# Problem set
1. Update the text on badger-friendly farming by rewriting the part that opens with the words containing "Badger Friendly Farming" and closes with "these healthy badgers?", substituting "landowner" for "farmer".
2. Translate into French the following sentence from the text on badger-friendly farming: "What can I do to protect these healthy badgers?"
3. Resume the text on badger-friendly farming, continuing on from its final sentence.

** Text excerpt follows **

Badger Friendly Farming has initially been created as a concept, some may say naively but it stems from one small woodland being surrounded by farmland.
Watching badgers through a trail camera, they are fascinating and fun, a few families from different setts rubbing along together, all big and healthy. We ID them, name them and follow their progress. We then find that some of those badgers live in the bordering hedgerow of the farm above. We also find out that the farmer surrounding us is not badger friendly and TB sensitive.
What can I do to protect these healthy badgers?
I emailed the Cornwall Wildlife Trust along with many badger groups to find out how I could get these badgers vaccinated instead of the farmer potentially culling. My approach to the farmer has not yet had a response.
I can’t sit and watch them be culled. I can’t sit and be helpless again when the cull zones are exposed. However, I am not an anti establishment, anti landowner or trespassing activist, I am simply wanting a more positive solution to the complex issue we face with bTB.
So how do I motivate my neighbouring farmer to let me help and not be a hindrance?
Over the next 8 months I find out just how complex the situation is. I attended many of the TB advisory meetings held for farmers in Cornwall to educate myself on their plight to eradicate TB in cattle. I found out how I could become a qualified vaccinator and secured a placement on the vaccination training with APHA through the help of Andy Robertson. I find that being independent of any current scheme and self funded is unusual and therefore will likely need to create my own scheme. I supported, volunteered and attended meetings with Cornwall Wildlife Trust to help move along future vaccination schemes beyond the current mid Cornwall Scheme funded by their supporters.

** End of Text excerpt **
** Given entries follows **

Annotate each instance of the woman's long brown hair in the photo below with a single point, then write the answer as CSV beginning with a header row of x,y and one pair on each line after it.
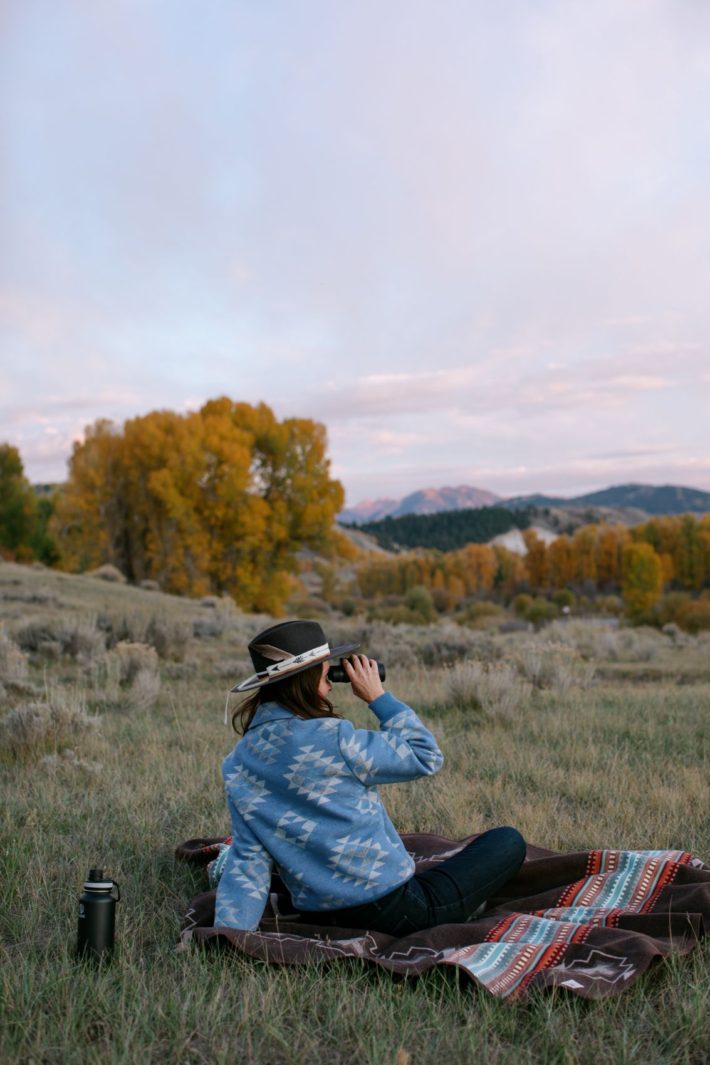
x,y
298,693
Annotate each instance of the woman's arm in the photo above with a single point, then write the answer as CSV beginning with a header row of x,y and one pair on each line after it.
x,y
246,879
403,748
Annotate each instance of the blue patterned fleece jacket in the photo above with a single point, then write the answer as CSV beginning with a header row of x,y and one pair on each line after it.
x,y
302,798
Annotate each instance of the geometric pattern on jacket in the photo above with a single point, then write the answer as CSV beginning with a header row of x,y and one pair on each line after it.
x,y
302,800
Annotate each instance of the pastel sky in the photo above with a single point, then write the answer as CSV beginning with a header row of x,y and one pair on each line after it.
x,y
473,239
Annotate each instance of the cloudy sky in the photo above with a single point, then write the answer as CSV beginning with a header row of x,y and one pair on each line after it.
x,y
473,239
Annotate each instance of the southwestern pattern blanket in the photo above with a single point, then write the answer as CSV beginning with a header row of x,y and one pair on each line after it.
x,y
590,921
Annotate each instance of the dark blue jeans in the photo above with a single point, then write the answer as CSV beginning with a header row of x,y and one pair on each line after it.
x,y
447,894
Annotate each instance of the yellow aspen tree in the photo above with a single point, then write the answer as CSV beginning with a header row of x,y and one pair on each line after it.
x,y
89,519
583,551
642,579
535,560
611,540
560,561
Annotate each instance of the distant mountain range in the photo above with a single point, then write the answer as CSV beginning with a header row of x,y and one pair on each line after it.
x,y
427,501
648,498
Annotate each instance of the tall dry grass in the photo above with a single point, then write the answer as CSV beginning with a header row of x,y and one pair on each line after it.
x,y
609,762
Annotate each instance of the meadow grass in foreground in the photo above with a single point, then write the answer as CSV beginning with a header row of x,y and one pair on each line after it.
x,y
611,762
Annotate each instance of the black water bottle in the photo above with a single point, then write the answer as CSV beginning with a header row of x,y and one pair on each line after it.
x,y
97,917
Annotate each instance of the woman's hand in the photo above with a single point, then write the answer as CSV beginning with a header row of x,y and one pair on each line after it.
x,y
364,677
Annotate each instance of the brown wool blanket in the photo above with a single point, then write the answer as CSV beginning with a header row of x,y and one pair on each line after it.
x,y
591,921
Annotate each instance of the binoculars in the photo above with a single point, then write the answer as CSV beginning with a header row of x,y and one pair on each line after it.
x,y
336,673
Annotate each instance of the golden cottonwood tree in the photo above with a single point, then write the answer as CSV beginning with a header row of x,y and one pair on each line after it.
x,y
642,578
218,500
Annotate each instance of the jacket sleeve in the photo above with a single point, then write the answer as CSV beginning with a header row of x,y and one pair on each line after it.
x,y
244,885
402,750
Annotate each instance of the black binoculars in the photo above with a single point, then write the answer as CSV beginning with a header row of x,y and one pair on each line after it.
x,y
337,675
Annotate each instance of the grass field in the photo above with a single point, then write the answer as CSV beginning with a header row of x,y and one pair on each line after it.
x,y
577,735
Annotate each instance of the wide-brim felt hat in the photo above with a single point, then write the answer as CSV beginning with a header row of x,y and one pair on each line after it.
x,y
287,649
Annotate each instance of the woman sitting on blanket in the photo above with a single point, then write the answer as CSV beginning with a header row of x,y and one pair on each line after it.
x,y
301,790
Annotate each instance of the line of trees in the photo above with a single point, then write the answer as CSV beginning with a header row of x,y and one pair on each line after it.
x,y
218,500
446,530
23,515
666,553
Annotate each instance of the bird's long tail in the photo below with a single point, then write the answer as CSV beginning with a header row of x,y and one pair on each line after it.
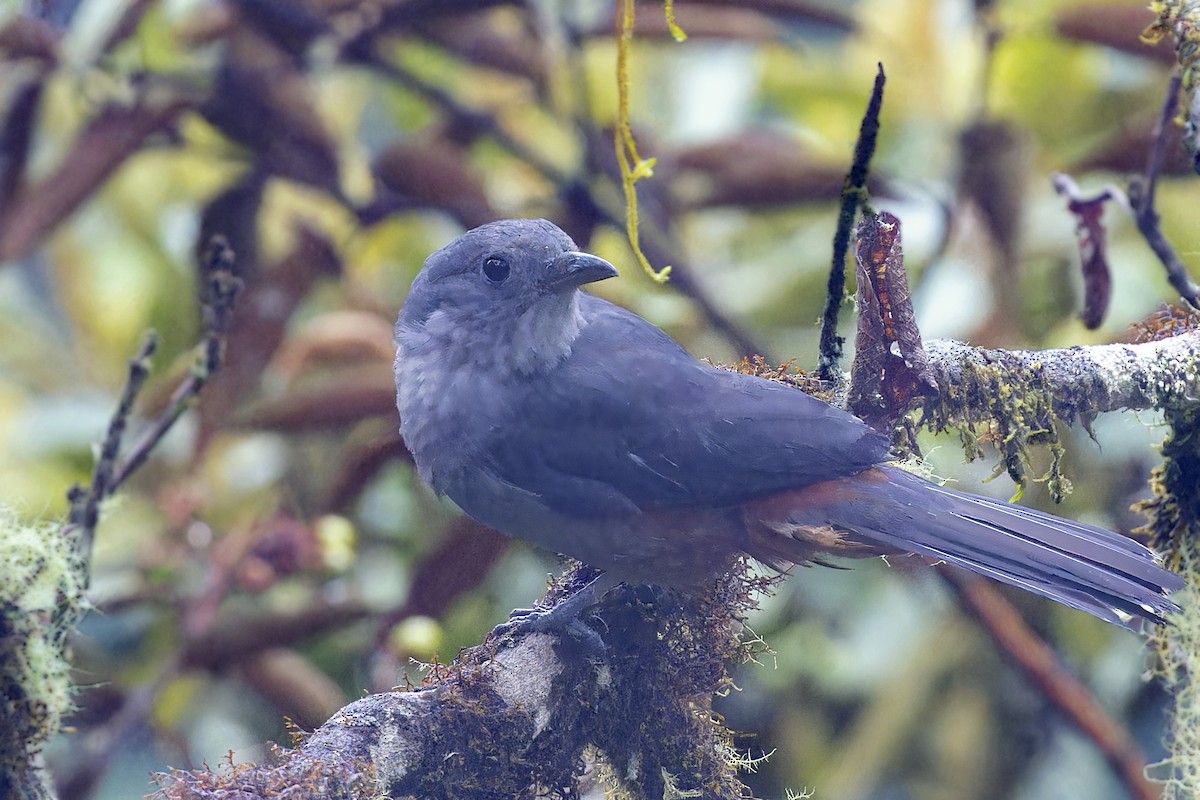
x,y
1079,565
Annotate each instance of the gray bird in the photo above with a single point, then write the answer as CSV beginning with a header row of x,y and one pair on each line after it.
x,y
558,417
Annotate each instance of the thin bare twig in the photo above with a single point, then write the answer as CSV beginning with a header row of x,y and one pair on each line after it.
x,y
1039,665
852,197
657,246
221,287
1141,198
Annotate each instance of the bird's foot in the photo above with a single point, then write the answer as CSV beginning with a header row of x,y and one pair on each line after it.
x,y
564,617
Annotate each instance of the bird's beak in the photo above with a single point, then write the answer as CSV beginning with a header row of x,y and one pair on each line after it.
x,y
571,270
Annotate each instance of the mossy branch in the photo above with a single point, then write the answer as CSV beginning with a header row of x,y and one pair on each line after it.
x,y
522,714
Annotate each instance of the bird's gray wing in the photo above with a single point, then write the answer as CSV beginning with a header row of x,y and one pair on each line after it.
x,y
631,422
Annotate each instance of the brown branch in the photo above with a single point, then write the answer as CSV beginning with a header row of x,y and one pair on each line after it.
x,y
1039,665
657,246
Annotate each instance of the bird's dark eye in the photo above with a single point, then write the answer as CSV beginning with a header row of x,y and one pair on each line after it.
x,y
496,268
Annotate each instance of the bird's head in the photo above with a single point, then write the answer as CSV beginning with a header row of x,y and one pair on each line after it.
x,y
508,286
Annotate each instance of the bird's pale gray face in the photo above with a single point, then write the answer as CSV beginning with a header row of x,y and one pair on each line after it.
x,y
501,272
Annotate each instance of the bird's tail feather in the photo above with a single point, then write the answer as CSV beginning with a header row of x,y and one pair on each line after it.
x,y
1079,565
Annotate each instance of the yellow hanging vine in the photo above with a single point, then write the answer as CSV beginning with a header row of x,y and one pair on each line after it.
x,y
633,167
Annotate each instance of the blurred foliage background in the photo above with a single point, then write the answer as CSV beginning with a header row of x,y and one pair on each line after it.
x,y
279,557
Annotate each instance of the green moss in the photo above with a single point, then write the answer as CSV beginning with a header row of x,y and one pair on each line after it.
x,y
1020,408
41,599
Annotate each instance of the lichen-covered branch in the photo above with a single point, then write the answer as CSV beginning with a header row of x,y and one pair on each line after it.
x,y
537,714
1079,383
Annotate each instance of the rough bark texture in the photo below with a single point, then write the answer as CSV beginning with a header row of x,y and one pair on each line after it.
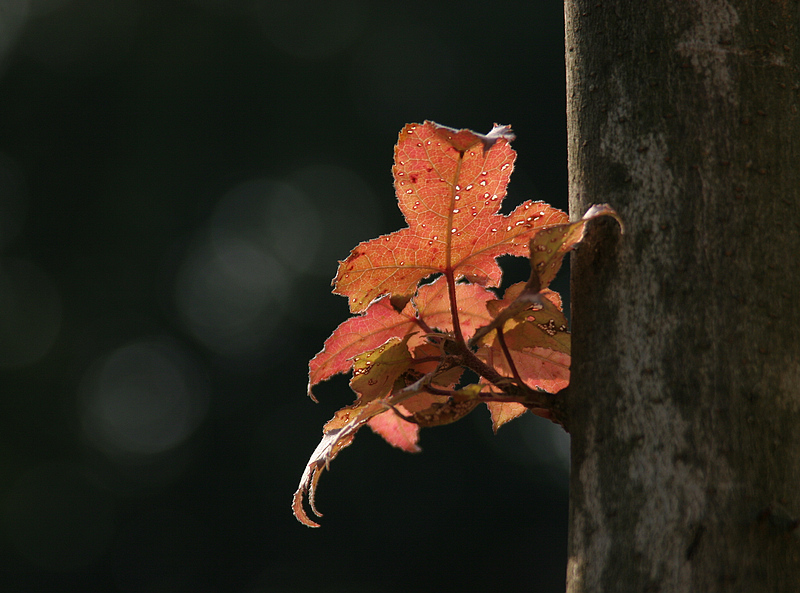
x,y
685,403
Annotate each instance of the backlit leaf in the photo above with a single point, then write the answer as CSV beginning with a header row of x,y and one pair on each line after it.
x,y
449,185
381,322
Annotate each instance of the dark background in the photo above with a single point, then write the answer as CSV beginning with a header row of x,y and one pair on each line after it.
x,y
178,179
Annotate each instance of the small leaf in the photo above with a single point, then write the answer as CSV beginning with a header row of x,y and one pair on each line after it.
x,y
374,372
548,246
503,412
396,431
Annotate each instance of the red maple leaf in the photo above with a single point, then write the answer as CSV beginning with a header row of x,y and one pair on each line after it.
x,y
408,350
449,185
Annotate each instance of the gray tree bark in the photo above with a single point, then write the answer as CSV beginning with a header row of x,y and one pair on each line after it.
x,y
685,393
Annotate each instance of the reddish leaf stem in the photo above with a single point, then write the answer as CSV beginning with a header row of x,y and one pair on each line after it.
x,y
501,338
451,288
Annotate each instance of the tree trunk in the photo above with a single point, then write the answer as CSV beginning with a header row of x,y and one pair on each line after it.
x,y
685,393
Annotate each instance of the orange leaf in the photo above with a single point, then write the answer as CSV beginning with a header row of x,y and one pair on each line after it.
x,y
381,322
449,185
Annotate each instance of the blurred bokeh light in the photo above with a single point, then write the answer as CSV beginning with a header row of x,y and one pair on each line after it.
x,y
178,180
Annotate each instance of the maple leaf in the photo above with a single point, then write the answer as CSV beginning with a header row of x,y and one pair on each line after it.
x,y
449,185
410,344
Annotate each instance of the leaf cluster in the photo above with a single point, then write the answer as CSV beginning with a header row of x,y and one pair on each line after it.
x,y
430,338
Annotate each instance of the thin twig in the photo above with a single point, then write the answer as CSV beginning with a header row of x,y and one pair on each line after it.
x,y
501,338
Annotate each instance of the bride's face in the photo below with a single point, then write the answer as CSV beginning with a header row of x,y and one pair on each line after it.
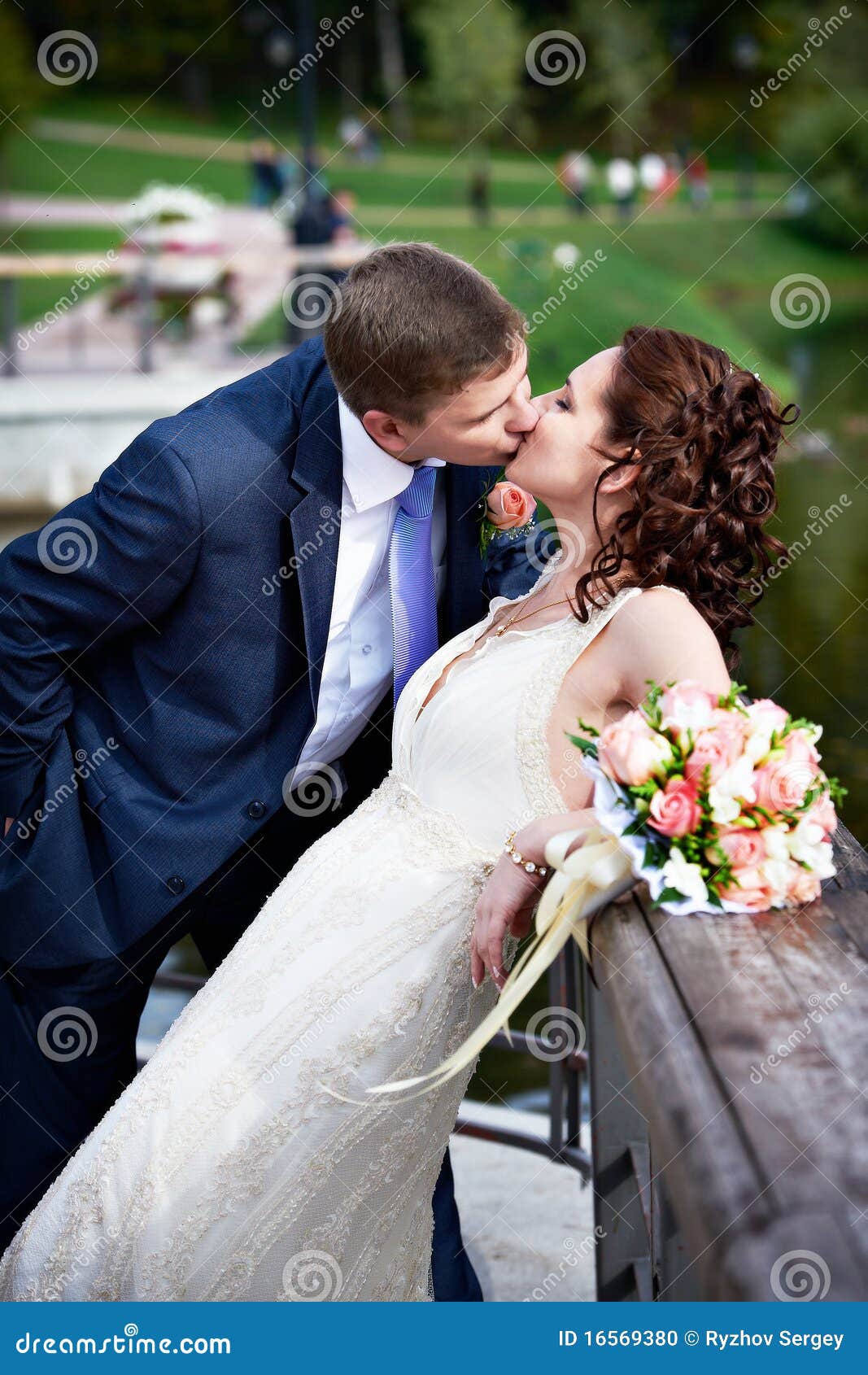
x,y
556,461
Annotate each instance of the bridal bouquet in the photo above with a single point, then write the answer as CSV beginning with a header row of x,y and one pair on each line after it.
x,y
717,805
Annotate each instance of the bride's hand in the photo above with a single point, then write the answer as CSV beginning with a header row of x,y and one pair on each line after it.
x,y
511,894
507,904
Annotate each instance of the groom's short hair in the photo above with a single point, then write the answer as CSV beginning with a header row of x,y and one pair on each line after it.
x,y
414,323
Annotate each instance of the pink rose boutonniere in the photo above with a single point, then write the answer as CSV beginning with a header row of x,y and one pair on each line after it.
x,y
508,508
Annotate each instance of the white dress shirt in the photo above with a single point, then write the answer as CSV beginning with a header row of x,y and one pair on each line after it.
x,y
360,661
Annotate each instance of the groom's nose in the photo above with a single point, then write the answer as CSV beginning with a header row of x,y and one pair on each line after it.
x,y
525,418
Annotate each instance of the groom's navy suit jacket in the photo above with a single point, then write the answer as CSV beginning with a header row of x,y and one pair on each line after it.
x,y
161,644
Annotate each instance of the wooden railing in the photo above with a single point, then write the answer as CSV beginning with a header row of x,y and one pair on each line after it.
x,y
728,1076
728,1070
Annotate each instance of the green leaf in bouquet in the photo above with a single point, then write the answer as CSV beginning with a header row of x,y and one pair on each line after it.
x,y
667,894
731,701
656,853
636,827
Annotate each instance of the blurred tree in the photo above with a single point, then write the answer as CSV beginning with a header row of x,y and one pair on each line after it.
x,y
475,68
392,68
828,143
627,69
20,84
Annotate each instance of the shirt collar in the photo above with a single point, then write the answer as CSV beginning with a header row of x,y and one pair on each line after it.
x,y
370,474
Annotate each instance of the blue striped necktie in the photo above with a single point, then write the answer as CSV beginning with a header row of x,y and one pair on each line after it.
x,y
414,604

** End of Given entries **

# Answers for each item
1.
Badger Friendly Farming has initially been created as a concept, some may say naively but it stems from one small woodland being surrounded by farmland.
Watching badgers through a trail camera, they are fascinating and fun, a few families from different setts rubbing along together, all big and healthy. We ID them, name them and follow their progress. We then find that some of those badgers live in the bordering hedgerow of the farm above. We also find out that the landowner surrounding us is not badger friendly and TB sensitive.
What can I do to protect these healthy badgers?

2. Que puis-je faire pour protéger ces blaireaux en bonne santé ?

3.
Is it time to take this to the farmers?
Probably not! Whilst I continue my training and research, a tricky situation becomes clear. Farmers do not want to shout out about being a part of a vaccination scheme. Why, because of the NFU’s position on the cull, pressure from the cull companies and quite frankly, history suggests that our remaining largest land predator has never really held a place in the hearts of farmers.
We can’t forget that any wildlife that becomes problematic to farmers, the management/hunting of it becomes a pastime. Bears, Wolves, foxes, deer, crows and iv’e seen the evidence of previously dug out badger setts in recent months.
What I want is for farmers to reconnect with their customers again. I want Badger Friendly Farming to be a choice consumers can make, in the same way they do for free range eggs. Showing support to farmers and their better choices for the agricultural environment to rub along and coexist with the surrounding natural environment.
Would you like to see this logo stamped on a 2l carton of milk?
Who vouches for Badgers within the farming industry?
Although badgers are protected, badgers along with foxes and deer do not appear to have many provisions allocated for them within the Countryside Stewardship scheme. Apart from FG14 – A Badger Gate, that you will receive £135 for! The countryside stewardship concentrates on schemes and funding for pollinators, birds and some smaller mammals such as bats. At least this helps the ecosystem as a whole and the woodland schemes secure some habitat for these larger mammals, but being safe within it is debatable.
There are a great deal of worthy notable charities and activists helping and rescuing badgers, but often the speech can be inflammatory to farmers and landowners and causes further conflict. However any individual, charity or scheme involved in vaccination such as the Badger Trust and Cornwall Wildlife Trust, are doing their utmost to work with farmers and understand that controlling the spread of bTB is vital to helping both cattle and wildlife.
Why vaccinate not cull?
Surely farmers know that it is not acceptable to wipe badgers off the face of the UK, to end up in the history books alongside bears and wolves? Yet culling “to get the numbers down” can potentially spread TB further by the remaining lonely badgers travelling further to meet a mate. Vaccination on the other hand doesn’t change the behavior of badgers.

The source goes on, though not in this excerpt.